▶
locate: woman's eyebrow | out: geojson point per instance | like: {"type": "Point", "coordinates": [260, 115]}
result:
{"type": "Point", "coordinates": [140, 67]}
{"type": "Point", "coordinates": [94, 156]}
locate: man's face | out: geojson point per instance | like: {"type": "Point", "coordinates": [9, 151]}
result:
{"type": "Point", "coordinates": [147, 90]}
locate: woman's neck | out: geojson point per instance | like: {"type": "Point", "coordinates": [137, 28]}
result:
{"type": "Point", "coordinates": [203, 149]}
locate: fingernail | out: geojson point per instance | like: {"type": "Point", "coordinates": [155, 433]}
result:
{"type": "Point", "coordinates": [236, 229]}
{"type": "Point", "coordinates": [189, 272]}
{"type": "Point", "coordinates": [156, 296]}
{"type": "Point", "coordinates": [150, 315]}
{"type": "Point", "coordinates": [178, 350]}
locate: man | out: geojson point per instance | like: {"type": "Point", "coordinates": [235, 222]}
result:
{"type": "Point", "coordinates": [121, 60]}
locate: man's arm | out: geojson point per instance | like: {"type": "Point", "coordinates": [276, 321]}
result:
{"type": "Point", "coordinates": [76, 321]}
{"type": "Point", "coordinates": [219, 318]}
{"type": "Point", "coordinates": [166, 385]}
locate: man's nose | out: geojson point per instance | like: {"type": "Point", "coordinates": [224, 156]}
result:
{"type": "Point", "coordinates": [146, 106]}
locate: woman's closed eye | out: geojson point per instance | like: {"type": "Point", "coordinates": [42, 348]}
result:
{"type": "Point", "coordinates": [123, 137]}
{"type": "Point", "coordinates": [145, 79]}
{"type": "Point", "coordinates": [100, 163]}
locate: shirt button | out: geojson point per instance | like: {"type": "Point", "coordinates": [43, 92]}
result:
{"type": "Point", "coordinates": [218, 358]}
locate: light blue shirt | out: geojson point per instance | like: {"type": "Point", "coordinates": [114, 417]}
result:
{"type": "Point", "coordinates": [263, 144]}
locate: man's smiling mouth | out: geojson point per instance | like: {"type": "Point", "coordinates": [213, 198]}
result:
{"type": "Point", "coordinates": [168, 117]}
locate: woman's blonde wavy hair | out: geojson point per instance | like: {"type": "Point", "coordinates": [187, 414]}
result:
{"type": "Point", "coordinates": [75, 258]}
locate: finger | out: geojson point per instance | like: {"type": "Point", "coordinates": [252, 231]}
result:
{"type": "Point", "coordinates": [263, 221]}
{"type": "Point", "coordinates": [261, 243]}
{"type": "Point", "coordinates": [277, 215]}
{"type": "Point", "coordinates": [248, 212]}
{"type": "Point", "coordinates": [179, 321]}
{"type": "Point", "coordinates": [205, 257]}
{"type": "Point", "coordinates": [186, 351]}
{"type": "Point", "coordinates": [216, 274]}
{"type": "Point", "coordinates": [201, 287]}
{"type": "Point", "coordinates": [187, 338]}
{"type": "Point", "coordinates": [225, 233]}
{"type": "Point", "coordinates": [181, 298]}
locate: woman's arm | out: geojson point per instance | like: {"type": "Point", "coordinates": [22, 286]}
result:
◀
▶
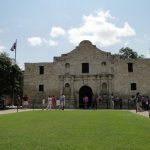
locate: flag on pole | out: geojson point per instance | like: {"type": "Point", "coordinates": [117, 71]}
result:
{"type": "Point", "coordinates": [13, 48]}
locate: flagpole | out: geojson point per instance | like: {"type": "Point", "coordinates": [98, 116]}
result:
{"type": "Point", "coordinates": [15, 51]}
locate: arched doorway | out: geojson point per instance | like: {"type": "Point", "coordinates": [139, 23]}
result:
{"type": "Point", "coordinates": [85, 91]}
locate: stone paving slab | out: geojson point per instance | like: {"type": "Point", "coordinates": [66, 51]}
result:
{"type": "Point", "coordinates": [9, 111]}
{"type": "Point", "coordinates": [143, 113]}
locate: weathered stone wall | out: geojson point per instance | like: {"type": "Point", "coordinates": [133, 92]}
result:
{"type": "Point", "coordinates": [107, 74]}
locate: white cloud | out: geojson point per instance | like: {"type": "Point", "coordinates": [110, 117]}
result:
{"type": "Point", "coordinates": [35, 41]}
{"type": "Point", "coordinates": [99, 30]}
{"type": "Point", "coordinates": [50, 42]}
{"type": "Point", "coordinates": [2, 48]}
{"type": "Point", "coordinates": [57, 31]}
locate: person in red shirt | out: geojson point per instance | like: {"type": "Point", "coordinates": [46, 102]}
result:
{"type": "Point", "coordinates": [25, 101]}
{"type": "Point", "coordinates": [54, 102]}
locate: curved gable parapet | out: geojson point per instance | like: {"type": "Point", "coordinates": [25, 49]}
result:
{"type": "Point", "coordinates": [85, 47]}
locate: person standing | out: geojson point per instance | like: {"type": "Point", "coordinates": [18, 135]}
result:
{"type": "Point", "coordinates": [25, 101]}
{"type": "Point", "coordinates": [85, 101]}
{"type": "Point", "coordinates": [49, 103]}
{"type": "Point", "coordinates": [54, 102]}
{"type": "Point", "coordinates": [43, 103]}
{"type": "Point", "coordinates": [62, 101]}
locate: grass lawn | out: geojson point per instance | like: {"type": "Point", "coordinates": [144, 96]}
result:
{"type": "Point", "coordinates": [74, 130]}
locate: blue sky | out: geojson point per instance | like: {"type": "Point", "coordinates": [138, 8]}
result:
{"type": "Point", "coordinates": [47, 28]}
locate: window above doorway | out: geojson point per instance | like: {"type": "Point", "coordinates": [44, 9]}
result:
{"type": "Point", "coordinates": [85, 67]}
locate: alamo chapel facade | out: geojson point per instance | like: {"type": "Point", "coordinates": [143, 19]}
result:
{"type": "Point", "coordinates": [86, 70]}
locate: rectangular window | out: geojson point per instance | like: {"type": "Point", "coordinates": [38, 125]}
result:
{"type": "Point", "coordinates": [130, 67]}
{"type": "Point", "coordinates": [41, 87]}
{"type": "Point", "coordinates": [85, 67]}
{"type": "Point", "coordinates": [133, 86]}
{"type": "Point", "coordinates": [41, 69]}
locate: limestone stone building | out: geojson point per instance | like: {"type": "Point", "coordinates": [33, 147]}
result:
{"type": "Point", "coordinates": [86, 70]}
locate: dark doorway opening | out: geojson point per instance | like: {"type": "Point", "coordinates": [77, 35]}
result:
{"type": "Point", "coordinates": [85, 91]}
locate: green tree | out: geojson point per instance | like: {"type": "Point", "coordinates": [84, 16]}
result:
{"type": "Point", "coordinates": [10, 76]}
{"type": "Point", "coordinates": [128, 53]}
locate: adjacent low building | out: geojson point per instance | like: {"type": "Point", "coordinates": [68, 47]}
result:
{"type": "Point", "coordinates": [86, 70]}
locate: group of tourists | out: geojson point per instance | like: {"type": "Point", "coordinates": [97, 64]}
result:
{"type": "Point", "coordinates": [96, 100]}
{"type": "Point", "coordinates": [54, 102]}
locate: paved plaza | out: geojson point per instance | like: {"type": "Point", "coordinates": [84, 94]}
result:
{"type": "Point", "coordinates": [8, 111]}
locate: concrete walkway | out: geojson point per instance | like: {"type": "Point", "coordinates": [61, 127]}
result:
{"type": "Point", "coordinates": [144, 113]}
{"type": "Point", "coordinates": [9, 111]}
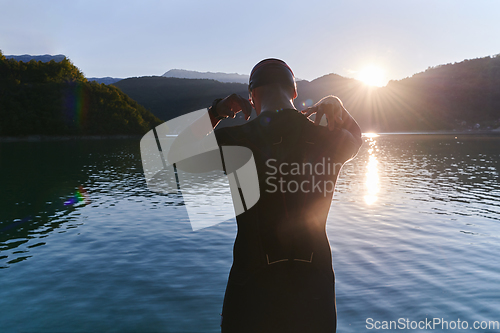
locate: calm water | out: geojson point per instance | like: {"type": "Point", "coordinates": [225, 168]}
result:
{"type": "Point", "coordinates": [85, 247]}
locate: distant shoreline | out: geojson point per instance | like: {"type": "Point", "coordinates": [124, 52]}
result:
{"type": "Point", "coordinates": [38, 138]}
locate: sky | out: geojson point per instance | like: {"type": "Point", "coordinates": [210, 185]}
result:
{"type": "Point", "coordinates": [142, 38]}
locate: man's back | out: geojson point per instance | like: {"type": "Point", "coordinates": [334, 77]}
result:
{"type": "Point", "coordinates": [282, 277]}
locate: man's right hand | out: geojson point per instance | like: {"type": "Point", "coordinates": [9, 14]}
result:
◀
## Instructions to follow:
How many lines in the records above contain the string "stone"? Reply with the number alone.

## Task answer:
3